== Testo di partenza ==

47 studenti suddivisi in esperti e non-esperti sono stati sottoposti a misurazioni elettroencefalografiche (EEG, registra l’attività elettrica cerebrale) e a misurazioni della risposta galvanica (GSR, registra le variazioni continue nelle caratteristiche elettriche della pelle) durante l’ascolto della lettura di tre estratti – uno per ciascuna delle tre cantiche (Inferno, Purgatorio, Paradiso) – della Divina Commedia di Dante Alighieri e delle corrispondenti parafrasi registrate su tracce audio.
In particolare, tramite EEG gli autori hanno misurato l’indice di Interesse Cerebrale, vale a dire il grado di approccio/rifiuto nei confronti dello stimolo e l’indice di Sforzo Cerebrale, ovvero il grado di sforzo cognitivo esperito durante l’ascolto; mentre tramite GSR hanno misurato il valore fisiologico del coinvolgimento emotivo (arousal).
Al termine delle sessioni di ascolto, inoltre, ai partecipanti è stato chiesto di rispondere a un questionario breve con lo scopo di valutare se avessero riconosciuto e apprezzato le tracce audio e, in ultimo, di riportare per iscritto il contenuto delle registrazioni per verificarne la correttezza.
I risultati sembrerebbero affermare che gli esperti rispetto ai non-esperti siano meno commossi dalla poesia ma l’apprezzano maggiormente, confermando l’idea che la diminuzione dell’intensità emotiva sia un segnale dell’expertise, cioè della capacità di riconoscimento di un’opera d’arte da parte di una persona esperta. Nei non-esperti, tuttavia, è stato osservato che la conoscenza li rendeva più felici: infatti, man mano che hanno riconosciuto e ricordato in maniera corretta il materiale è aumentato anche il loro grado di apprezzamento verso l’opera.

===

■ **Esercizi**
[A] Per ognuna di queste frasi, di' se è d'accordo con il brano sulla Divina Commedia. Rispondi sì o no e cita le parole del brano che lo dimostrano: (i) Allo studio hanno partecipato 47 studenti. (ii) Con l'EEG gli autori hanno misurato il coinvolgimento emotivo. (iii) Rispetto ai non-esperti, gli esperti si commuovono di più ascoltando la poesia.
[B] Ricopia dal brano sulla Divina Commedia il passo che parte da «Al termine delle» e continua fino a «apprezzamento verso l’opera.».
Le righe che seguono non servono a nulla.

== Righe ==

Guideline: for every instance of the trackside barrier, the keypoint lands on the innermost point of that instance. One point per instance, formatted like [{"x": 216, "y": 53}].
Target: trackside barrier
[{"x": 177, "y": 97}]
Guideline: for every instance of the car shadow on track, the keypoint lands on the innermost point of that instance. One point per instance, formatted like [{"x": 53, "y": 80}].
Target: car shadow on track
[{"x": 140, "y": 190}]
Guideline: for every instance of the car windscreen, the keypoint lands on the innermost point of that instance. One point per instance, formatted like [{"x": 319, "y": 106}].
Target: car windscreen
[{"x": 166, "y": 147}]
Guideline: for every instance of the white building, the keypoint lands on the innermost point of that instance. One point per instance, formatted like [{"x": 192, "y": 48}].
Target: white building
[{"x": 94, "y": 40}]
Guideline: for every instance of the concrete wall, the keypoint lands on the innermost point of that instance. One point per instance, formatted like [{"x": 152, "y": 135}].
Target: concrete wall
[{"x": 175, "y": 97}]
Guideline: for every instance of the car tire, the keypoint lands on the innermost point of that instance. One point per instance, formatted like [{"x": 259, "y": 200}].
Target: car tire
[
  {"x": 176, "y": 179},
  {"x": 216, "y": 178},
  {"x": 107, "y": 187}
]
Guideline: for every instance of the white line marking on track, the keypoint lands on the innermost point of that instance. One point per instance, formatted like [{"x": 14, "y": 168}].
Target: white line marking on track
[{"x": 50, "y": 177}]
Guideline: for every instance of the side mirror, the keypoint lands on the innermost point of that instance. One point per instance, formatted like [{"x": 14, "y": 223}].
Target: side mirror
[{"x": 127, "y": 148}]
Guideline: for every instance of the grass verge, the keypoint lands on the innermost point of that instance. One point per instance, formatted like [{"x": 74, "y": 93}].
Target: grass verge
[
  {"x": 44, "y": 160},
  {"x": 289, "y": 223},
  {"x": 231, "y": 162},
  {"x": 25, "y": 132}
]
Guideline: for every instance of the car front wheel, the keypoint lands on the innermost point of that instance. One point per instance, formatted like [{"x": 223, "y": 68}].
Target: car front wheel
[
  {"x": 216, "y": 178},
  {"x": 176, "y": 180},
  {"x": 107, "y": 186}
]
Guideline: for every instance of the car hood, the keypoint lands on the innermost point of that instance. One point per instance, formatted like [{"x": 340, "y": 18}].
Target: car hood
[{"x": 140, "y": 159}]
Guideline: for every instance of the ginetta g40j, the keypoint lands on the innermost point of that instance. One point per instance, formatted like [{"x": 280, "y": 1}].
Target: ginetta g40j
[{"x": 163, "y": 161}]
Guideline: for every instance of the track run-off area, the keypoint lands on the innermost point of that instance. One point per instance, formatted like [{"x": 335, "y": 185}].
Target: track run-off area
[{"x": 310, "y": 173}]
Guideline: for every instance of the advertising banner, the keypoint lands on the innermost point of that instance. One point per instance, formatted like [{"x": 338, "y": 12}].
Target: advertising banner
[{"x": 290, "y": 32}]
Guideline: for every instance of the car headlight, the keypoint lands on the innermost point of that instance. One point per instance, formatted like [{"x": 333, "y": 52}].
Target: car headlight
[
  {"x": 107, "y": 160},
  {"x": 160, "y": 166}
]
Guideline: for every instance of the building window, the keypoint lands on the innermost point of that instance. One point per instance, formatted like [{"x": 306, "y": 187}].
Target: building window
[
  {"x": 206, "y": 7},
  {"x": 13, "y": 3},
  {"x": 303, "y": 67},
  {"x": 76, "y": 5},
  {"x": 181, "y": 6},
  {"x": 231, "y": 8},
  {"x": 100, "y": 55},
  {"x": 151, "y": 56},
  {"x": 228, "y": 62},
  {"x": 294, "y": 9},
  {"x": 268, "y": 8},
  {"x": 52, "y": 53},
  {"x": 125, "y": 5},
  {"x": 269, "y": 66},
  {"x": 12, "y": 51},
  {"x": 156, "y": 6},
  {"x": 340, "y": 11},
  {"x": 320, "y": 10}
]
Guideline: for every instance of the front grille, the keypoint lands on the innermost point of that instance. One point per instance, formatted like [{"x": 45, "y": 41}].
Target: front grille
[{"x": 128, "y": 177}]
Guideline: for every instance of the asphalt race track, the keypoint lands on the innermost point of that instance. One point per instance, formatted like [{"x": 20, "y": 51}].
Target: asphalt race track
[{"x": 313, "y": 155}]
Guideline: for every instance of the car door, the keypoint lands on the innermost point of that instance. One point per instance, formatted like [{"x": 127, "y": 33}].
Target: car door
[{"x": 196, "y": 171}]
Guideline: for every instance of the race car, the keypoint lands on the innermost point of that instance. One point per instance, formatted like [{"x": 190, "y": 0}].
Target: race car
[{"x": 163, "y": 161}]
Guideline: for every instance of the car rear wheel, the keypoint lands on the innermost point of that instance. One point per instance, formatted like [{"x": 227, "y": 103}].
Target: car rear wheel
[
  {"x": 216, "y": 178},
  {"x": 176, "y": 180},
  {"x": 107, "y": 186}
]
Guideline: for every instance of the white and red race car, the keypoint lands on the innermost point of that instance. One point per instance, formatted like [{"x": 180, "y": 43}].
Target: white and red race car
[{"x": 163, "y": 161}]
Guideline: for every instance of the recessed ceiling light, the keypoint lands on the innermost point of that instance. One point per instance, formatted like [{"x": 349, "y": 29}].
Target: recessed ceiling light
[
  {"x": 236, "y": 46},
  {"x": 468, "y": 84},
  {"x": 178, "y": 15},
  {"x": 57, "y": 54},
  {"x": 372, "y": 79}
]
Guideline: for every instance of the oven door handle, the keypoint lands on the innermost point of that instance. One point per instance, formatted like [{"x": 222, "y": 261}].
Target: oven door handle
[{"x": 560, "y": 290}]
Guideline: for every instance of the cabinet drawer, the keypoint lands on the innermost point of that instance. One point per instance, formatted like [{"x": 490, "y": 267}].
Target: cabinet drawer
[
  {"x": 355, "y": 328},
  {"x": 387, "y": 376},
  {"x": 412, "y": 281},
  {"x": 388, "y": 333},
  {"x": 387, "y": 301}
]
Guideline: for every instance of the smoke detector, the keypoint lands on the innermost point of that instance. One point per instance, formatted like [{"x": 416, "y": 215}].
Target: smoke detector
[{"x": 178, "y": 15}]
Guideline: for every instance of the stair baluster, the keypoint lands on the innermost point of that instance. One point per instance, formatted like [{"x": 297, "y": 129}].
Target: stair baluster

===

■ **Soluzioni in ordine**
[A]
(i) Sì: «47 studenti suddivisi in esperti e non-esperti»
(ii) No: «tramite GSR hanno misurato il valore fisiologico del coinvolgimento emotivo (arousal)»
(iii) No: «gli esperti rispetto ai non-esperti siano meno commossi dalla poesia»

[B]
Al termine delle sessioni di ascolto, inoltre, ai partecipanti è stato chiesto di rispondere a un questionario breve con lo scopo di valutare se avessero riconosciuto e apprezzato le tracce audio e, in ultimo, di riportare per iscritto il contenuto delle registrazioni per verificarne la correttezza.
I risultati sembrerebbero affermare che gli esperti rispetto ai non-esperti siano meno commossi dalla poesia ma l’apprezzano maggiormente, confermando l’idea che la diminuzione dell’intensità emotiva sia un segnale dell’expertise, cioè della capacità di riconoscimento di un’opera d’arte da parte di una persona esperta. Nei non-esperti, tuttavia, è stato osservato che la conoscenza li rendeva più felici: infatti, man mano che hanno riconosciuto e ricordato in maniera corretta il materiale è aumentato anche il loro grado di apprezzamento verso l’opera.